Natural language region descriptions

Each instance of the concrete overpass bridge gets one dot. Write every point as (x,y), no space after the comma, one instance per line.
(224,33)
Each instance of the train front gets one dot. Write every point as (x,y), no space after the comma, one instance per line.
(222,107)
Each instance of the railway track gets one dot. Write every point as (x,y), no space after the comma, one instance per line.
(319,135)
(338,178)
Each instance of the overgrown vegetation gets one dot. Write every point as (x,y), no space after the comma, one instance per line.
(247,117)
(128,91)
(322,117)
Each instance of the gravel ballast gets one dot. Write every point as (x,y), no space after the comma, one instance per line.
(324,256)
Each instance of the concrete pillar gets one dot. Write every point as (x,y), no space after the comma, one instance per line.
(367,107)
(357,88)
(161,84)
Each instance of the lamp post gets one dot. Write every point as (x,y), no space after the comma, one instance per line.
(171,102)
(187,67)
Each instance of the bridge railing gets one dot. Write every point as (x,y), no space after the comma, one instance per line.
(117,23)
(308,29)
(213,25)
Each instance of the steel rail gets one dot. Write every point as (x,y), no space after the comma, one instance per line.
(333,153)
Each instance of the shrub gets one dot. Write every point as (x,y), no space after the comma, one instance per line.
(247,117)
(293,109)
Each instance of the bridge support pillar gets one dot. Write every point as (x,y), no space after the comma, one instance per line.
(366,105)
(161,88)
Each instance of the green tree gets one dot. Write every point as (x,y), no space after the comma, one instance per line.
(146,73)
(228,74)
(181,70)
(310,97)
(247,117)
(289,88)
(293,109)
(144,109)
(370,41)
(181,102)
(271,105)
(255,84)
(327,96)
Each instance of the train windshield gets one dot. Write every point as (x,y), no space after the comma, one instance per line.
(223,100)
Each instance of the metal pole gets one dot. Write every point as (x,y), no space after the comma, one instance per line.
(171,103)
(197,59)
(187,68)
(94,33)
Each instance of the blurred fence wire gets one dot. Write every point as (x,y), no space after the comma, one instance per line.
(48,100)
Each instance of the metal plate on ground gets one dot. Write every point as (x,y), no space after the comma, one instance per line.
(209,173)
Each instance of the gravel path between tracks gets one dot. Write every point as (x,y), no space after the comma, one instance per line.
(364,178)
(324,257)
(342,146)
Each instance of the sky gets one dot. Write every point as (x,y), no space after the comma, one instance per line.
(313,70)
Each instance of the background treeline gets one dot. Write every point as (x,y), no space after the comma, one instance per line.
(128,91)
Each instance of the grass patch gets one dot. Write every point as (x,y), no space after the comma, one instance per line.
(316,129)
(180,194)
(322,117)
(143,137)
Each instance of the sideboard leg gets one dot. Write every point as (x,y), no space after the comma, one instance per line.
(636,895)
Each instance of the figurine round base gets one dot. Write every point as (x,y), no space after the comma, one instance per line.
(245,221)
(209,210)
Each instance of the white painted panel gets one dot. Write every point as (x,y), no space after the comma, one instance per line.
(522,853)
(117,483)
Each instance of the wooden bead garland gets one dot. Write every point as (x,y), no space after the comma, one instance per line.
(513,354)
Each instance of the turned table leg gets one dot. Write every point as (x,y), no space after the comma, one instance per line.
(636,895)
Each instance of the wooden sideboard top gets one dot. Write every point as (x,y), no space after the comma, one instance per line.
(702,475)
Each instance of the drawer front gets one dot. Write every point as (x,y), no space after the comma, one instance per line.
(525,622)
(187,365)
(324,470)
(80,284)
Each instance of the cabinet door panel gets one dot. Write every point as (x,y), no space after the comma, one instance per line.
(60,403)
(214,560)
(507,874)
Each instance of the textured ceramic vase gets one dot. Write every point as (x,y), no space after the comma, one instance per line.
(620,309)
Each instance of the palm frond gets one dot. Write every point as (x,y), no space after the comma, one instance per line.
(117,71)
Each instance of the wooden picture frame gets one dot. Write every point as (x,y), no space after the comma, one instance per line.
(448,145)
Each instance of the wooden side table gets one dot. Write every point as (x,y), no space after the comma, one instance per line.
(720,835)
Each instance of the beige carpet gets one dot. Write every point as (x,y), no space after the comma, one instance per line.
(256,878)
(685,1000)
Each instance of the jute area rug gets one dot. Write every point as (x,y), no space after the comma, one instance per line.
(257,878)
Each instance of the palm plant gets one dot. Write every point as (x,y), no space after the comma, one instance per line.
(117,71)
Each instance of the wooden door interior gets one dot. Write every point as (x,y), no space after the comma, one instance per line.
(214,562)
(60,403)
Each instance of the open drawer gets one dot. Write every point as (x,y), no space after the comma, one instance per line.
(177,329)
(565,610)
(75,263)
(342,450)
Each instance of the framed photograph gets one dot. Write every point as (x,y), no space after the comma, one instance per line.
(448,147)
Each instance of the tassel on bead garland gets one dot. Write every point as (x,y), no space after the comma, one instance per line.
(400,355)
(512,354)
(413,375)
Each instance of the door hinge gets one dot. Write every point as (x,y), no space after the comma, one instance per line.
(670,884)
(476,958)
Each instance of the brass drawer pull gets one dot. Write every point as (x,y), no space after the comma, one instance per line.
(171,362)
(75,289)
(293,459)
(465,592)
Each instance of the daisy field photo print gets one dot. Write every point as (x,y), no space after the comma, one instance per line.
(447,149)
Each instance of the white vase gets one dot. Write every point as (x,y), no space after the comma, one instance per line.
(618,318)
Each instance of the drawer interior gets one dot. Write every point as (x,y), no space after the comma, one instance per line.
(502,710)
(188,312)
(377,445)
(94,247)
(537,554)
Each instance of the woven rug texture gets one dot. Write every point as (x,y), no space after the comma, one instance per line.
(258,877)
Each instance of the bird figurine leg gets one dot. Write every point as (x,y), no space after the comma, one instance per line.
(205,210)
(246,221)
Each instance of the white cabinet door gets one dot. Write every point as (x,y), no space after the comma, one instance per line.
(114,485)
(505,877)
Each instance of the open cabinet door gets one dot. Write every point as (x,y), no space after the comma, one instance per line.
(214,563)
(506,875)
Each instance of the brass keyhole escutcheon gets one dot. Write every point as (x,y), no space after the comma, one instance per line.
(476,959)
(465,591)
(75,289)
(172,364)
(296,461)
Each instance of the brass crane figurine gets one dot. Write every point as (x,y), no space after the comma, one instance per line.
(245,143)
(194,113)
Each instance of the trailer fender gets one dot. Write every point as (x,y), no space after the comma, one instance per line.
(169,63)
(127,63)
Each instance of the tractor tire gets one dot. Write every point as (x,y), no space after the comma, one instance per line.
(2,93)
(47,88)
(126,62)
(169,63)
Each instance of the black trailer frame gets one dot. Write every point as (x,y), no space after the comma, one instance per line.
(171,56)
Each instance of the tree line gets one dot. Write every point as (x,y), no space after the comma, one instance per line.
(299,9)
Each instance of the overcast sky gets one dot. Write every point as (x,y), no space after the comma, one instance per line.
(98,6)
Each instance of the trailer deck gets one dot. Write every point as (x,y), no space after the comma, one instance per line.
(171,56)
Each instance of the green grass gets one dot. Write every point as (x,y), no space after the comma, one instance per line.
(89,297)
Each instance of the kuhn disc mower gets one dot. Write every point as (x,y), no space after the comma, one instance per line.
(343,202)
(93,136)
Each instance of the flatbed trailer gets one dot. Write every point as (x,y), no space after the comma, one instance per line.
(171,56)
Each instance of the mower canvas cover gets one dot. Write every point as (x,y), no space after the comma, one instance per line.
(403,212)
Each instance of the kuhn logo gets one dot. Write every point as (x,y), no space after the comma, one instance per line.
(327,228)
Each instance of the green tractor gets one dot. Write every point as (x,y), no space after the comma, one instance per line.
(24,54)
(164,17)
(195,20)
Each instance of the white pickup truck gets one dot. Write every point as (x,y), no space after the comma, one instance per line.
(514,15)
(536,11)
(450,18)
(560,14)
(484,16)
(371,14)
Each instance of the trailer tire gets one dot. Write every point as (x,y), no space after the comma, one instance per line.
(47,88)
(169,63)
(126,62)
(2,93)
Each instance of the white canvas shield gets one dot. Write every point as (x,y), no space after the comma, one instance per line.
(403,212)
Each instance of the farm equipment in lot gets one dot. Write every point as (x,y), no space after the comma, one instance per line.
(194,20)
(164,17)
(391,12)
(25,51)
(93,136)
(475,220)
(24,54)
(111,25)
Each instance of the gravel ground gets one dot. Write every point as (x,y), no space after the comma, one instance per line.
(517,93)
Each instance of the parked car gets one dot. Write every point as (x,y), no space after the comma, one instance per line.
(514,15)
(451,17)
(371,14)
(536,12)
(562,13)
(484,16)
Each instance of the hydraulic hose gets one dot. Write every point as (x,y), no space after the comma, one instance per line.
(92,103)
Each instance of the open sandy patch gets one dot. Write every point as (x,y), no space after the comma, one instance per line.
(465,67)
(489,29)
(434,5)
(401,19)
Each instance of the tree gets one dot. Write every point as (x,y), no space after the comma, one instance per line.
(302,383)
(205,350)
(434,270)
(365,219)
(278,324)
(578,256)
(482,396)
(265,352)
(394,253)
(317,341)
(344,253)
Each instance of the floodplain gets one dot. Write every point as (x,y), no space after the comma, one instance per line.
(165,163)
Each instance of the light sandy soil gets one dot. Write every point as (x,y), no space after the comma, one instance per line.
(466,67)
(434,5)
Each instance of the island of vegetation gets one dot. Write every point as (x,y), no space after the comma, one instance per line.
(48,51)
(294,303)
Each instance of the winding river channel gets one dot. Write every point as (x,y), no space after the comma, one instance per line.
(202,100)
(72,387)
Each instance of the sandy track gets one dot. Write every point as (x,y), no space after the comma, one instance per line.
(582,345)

— EXERCISE BRIEF —
Nothing but the lines from the one containing "Each instance of the light" through the last line of the data above should be given again, each exactly as it stands.

— COMPLETED TASK —
Each instance of the light sandy soil gets one dot. Write every point as (x,y), no space after the comma, one instance per line.
(466,67)
(434,5)
Each instance of the island of vegetation gets one dot. Write every point as (x,y), no space after the comma, one instance per line.
(48,51)
(294,303)
Each instance of the winding river channel gets one dot. Write every point as (x,y), no space after the comma, one instance per line.
(202,100)
(72,387)
Each instance of the sandy track gets one dot. Write every point as (x,y), no space after the comma, one instance per line.
(582,345)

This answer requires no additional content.